- Task requirements -
Would you give all of the records again, exactly as they read?

Items from a data source:
■ ■ ■

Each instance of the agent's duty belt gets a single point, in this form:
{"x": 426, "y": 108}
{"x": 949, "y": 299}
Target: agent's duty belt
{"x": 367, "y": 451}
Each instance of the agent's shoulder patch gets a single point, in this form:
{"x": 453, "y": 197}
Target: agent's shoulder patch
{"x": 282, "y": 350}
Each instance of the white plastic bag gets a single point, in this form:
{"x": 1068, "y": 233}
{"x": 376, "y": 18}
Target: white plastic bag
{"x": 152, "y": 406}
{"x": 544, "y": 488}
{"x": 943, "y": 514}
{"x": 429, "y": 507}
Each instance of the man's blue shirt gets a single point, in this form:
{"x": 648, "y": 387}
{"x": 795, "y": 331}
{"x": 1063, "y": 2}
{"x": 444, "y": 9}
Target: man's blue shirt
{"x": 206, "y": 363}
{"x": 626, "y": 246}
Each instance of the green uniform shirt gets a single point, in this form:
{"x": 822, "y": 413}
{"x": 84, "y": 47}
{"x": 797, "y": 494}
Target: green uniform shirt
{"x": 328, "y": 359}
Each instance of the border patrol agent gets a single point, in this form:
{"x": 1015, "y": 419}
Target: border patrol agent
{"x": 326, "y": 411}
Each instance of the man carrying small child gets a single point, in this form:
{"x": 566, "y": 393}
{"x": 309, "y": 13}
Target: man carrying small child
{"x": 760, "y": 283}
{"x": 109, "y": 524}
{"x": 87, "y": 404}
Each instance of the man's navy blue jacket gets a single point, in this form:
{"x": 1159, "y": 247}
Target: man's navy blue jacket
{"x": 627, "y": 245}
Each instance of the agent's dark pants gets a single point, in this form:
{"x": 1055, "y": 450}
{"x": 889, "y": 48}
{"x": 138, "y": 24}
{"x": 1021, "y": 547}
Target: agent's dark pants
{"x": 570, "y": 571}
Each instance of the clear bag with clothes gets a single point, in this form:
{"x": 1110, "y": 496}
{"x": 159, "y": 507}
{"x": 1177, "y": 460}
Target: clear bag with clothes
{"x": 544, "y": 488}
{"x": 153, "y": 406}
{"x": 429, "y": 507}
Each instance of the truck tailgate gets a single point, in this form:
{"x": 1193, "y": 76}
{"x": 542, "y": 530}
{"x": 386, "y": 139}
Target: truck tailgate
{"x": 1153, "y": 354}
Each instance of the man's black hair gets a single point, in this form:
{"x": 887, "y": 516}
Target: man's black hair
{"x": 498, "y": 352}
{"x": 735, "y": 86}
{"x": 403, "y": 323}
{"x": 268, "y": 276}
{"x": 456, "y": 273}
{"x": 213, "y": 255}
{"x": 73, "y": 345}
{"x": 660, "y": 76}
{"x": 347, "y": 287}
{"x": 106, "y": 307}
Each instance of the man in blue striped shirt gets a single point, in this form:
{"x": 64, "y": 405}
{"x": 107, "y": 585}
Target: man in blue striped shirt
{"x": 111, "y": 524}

■ ■ ■

- Solution for this exercise -
Each instance of the agent's duty belt gets a single point, in this form:
{"x": 426, "y": 108}
{"x": 949, "y": 299}
Target: agent's duty belt
{"x": 367, "y": 451}
Each instance of the agent's shoulder patch gets a single point, in this form:
{"x": 453, "y": 197}
Target: agent's shoulder patch
{"x": 282, "y": 350}
Each instance of the white plastic bag gets a single point, in this form:
{"x": 1068, "y": 233}
{"x": 376, "y": 18}
Target: white plastic bag
{"x": 152, "y": 406}
{"x": 544, "y": 488}
{"x": 943, "y": 514}
{"x": 429, "y": 507}
Each instance of the man's blue shirt gets a single point, in this form:
{"x": 648, "y": 387}
{"x": 795, "y": 331}
{"x": 1063, "y": 2}
{"x": 444, "y": 9}
Target: man's blue shirt
{"x": 206, "y": 363}
{"x": 626, "y": 246}
Each instance of the green uniform shirt gets a single point, in this form:
{"x": 822, "y": 413}
{"x": 84, "y": 47}
{"x": 797, "y": 494}
Target: green uniform shirt
{"x": 328, "y": 359}
Each instance of the border patrol agent gets a single point, in this form:
{"x": 1015, "y": 419}
Target: border patrol agent
{"x": 326, "y": 411}
Each instance of the man carrying small child gets a single point, in this form:
{"x": 566, "y": 393}
{"x": 309, "y": 13}
Target: man carrying small child
{"x": 760, "y": 283}
{"x": 109, "y": 524}
{"x": 87, "y": 404}
Each instance of the man's navy blue jacket gets a single point, in this form:
{"x": 1159, "y": 247}
Target: man's navy blue jacket
{"x": 627, "y": 245}
Each instance of the agent's dark pants gets a single point, in this form:
{"x": 1055, "y": 450}
{"x": 889, "y": 48}
{"x": 138, "y": 24}
{"x": 1021, "y": 547}
Target: agent's dark pants
{"x": 570, "y": 571}
Each instance of the clear bag with clothes gets a single point, in this form:
{"x": 1110, "y": 496}
{"x": 159, "y": 507}
{"x": 1177, "y": 460}
Target: clear bag with clothes
{"x": 544, "y": 488}
{"x": 153, "y": 406}
{"x": 429, "y": 507}
Each instance of the truck tailgate gets a single point, in this form:
{"x": 1193, "y": 76}
{"x": 542, "y": 530}
{"x": 386, "y": 139}
Target: truck tailgate
{"x": 1153, "y": 354}
Each instance of the man's black hair gets a single point, in this form:
{"x": 887, "y": 516}
Target: man's black hair
{"x": 498, "y": 352}
{"x": 735, "y": 86}
{"x": 403, "y": 323}
{"x": 268, "y": 276}
{"x": 456, "y": 273}
{"x": 213, "y": 255}
{"x": 73, "y": 345}
{"x": 660, "y": 76}
{"x": 347, "y": 287}
{"x": 106, "y": 307}
Each instance of the man in blue striped shirt gets a single point, in this form:
{"x": 64, "y": 405}
{"x": 107, "y": 585}
Target: man in blue striped shirt
{"x": 111, "y": 524}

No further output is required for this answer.